As described above, according to the present embodiment, both of fitting can be realized by means of interference fit. The interference fit may be shrinkage fit, expansion fit or press-fit, for example. Therefore, according to the present invention, the rotor with reliable quality can be provided, as compared to a rotor in which a yoke is attached to a rotational shaft by means of an adhesive. In addition, a mounting process in the rotor according to the present embodiment is relatively simple, as compared to the case where an adhesive is used, which requires additional processes such as removing excessive adhesives. Thus, a manufacturing process can be easily automated.

With the configuration of the present embodiment, fitting between the outer circumferential surface 10a of the rotational shaft 10 and the inner circumferential surface 12a of the yoke 12 and fitting between the convex portion 10b and the concave portion 12b function to compensate each other, and as a result, a reliable fastening effect can be achieved. For example, if the yoke 12 plastically deforms, fastening force acting between the inner circumferential surface 12a of the yoke 12 and the outer circumferential surface 10a of the rotational shaft 10 may be decreased. Even if this is the case, due to fitting between the convex portion 10b and the concave portion 12b, fastening force acting in the rotor 14 in a rotational direction can be substantially maintained. On the other hand, only with fitting between the convex portion 10b and the concave portion 12b, fastening force acting in a direction of the axis X of the rotor 14 is generally insufficiently small. However, according to the present embodiment, sufficiently great fastening force acts in the direction of the axis X as well, due to the interference fit between the outer circumferential surface 10a of the rotational shaft 10 and the inner circumferential surface 12a of the yoke 12. Therefore, there is no need for additional supporting means for providing support in the axial direction. As a result, the number of parts can be decreased, the structure can be simplified.

It should be noted that smaller fastening force is required in the direction of the axis X, as compared to the rotational direction, in a rotor for an electric motor. Therefore, in the present embodiment, even in the case where the yoke 12 undergoes plastic deformation, fastening force can be sufficiently maintained both in the rotational direction and the direction of the axis X. In addition, since the convex portion 10b and the concave portion 12b are fitted together by means of interference fit, the rotational shaft 10 and the yoke 12 can be prevented from being misaligned relative to each other in the rotational direction. Therefore, fretting can be effectively prevented from occurring, and a more durable rotor can be provided.

Other embodiments and variants of the present invention will be described below. The matters that have been already described in relation to the above embodiment will be omitted in the following explanation. The above matters may be applied to the following embodiments and variants in the same way, unless expressly stated otherwise.

Outline labeling records

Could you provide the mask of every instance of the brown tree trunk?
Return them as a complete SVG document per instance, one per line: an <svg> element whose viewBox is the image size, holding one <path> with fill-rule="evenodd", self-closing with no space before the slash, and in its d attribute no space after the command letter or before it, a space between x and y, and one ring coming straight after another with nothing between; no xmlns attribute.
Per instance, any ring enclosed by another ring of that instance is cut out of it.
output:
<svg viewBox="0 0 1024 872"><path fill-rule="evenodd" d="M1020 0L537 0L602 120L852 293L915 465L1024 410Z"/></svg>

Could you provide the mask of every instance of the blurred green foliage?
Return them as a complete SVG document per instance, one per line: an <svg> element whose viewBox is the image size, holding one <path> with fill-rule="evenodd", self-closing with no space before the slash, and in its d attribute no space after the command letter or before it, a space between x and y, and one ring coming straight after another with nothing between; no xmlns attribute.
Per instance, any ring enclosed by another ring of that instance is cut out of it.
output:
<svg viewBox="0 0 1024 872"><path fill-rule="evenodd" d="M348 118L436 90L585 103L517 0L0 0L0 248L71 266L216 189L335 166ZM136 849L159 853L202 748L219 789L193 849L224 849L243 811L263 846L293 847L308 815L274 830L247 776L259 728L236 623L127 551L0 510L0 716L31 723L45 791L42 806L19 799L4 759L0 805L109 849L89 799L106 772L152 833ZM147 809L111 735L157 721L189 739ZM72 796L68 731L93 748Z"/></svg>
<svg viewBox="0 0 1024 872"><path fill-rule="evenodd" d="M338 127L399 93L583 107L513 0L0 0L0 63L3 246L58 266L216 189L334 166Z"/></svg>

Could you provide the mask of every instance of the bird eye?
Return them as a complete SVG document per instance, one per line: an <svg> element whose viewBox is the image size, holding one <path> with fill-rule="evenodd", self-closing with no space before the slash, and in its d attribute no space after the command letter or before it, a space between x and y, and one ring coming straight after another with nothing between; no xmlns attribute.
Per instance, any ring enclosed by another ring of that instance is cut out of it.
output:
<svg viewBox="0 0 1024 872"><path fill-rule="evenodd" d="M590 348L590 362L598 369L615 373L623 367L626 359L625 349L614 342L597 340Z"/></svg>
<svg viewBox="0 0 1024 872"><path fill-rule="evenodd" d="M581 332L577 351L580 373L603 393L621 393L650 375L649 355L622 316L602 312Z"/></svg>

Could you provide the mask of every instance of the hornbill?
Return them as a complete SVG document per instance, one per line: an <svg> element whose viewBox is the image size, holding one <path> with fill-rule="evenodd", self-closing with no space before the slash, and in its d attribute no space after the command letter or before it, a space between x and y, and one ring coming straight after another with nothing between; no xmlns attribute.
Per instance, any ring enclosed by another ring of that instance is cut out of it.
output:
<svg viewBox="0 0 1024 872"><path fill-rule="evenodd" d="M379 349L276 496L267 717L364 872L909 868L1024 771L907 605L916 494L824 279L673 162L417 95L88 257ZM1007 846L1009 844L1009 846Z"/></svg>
...
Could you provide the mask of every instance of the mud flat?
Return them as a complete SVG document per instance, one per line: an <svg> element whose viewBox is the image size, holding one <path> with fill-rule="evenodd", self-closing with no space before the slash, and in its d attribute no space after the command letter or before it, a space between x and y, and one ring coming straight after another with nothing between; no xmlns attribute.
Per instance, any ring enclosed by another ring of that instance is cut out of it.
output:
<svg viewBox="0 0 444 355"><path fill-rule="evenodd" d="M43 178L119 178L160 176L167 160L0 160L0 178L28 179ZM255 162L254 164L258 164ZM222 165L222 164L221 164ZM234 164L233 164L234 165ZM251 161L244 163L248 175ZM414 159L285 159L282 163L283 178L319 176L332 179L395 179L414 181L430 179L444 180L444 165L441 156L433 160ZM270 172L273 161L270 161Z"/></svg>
--
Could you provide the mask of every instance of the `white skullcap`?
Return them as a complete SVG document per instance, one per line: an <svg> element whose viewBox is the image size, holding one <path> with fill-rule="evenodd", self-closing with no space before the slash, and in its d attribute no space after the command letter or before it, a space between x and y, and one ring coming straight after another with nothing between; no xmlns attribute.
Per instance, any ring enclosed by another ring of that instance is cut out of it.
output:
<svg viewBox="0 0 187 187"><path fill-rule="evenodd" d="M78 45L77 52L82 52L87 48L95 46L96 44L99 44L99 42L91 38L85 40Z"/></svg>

TASKS:
A - Reproduce the entries verbatim, everything from the line containing "Could you provide the mask of every instance of the brown" down to the line containing "127L399 93L583 107L513", with both of those lines included.
B - Carry the passage on fastening a rotor yoke to its rotational shaft forward from the point where it stops.

WRITTEN ANSWERS:
A -
Could you provide the mask of every instance of the brown tree trunk?
Return them as a complete SVG document per instance, one per line: an <svg> element whose viewBox is the image size, holding one <path> with fill-rule="evenodd", self-closing with no space before the slash, and in its d attribute no space after the command letter or before it, a space between x and y, and one ring coming straight after another with nothing between; no xmlns attribute.
Per instance, any ring enclosed by another ring of that instance is cut out of it.
output:
<svg viewBox="0 0 1024 872"><path fill-rule="evenodd" d="M1020 0L537 0L602 120L852 293L915 465L1024 410Z"/></svg>

Could you provide the mask of every instance of the blurred green foliage?
Return them as a complete SVG document per instance, one per line: an <svg> element whose viewBox is the image size, holding one <path> with fill-rule="evenodd", self-closing with no space before the slash, and in its d attribute no space after the command letter or before it, a space between x and y, and one ring coming straight after another with nothing between; no xmlns attribute.
Per instance, any ring enclosed by another ring of that instance is cut out of it.
output:
<svg viewBox="0 0 1024 872"><path fill-rule="evenodd" d="M348 118L436 90L585 103L517 0L0 0L0 248L71 266L216 189L335 166ZM136 849L159 853L202 748L219 789L193 849L224 849L243 811L263 846L293 847L308 815L274 830L247 776L259 728L236 623L127 551L0 510L0 716L31 723L45 791L42 806L19 799L4 759L0 805L109 849L89 799L106 772L152 833ZM147 809L111 735L157 721L189 739ZM72 796L68 731L93 748Z"/></svg>
<svg viewBox="0 0 1024 872"><path fill-rule="evenodd" d="M338 127L399 93L583 107L513 0L0 0L0 63L3 246L58 266L216 189L334 166Z"/></svg>

B -
FIG. 4 is a sectional view illustrating a yoke 20 according to another embodiment of the present invention.

FIG. 5 is a sectional view illustrating a rotational shaft 22 used together with the yoke 20. In the present embodiment, the yoke 20 has on an inner circumferential surface 20a a convex portion 20b extending radially inwardly and substantially having a constant width W₃ over the entire length of the yoke 20. Corresponding thereto, the rotational shaft 22 has on an outer circumferential surface 22a a concave portion 22b adapted to be fitted on the convex portion 20b of the yoke 20. In the present embodiment, D₂<D₄ is satisfied, where D₃ is an inner diameter of the yoke 20 and D₄ is an outer diameter of the rotational shaft 22. Further, W₄<W₃ is satisfied, where W₃ is a width of the convex portion 20b of the yoke 20, and W₄ is a width of the concave portion 22b of the rotational shaft 22.

Accordingly, according to the present embodiment, fitting between the inner circumferential surface 20a of the yoke 20 and the outer circumferential surface 22a of the rotational shaft 22 is interference fit, and fitting between the convex portion 20b of the yoke 20 and the concave portion 22b of the rotational shaft 22 is also interference fit. Due to fastening force provided by the interference fit, the yoke 20 and the rotational shaft 22 are securely fastened together both in a rotational direction and an axial direction, similarly to the above embodiment.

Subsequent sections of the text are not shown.